>> Start Records for this task

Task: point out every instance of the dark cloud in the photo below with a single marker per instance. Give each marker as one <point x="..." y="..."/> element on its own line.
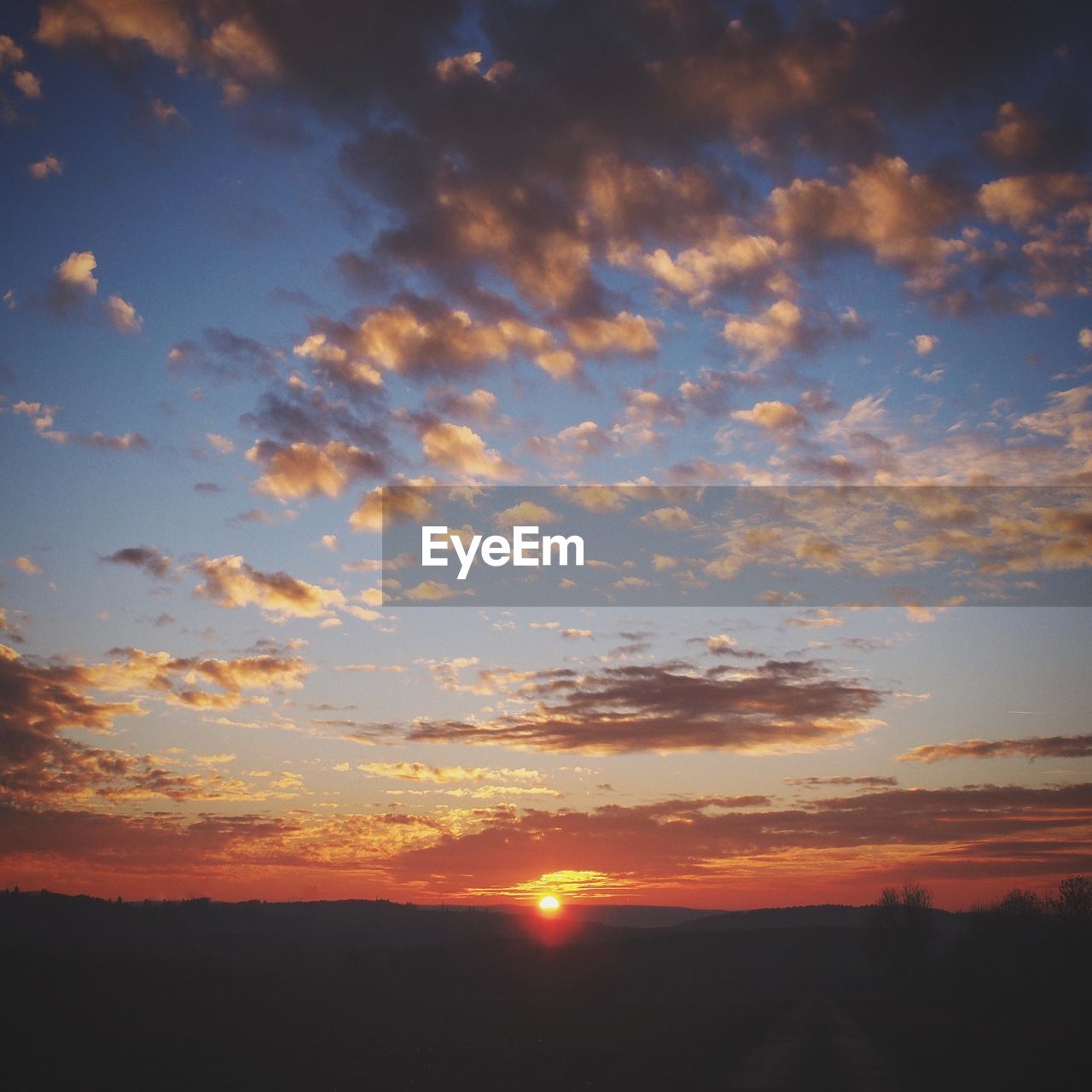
<point x="148" y="558"/>
<point x="1033" y="747"/>
<point x="223" y="355"/>
<point x="867" y="782"/>
<point x="673" y="706"/>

>> End Records for this task

→ **The request**
Rewrite the records above, swapping "dark cloud" for "gray cloud" and keeping everything else unchanged. Leave the pictures out of your answer.

→ **Exercise answer**
Task: point out every instance of the gray cloud in the photo below with a single marker per instance. Give each marker as one <point x="..." y="..."/> element on its own line.
<point x="148" y="558"/>
<point x="1033" y="747"/>
<point x="223" y="355"/>
<point x="867" y="782"/>
<point x="673" y="706"/>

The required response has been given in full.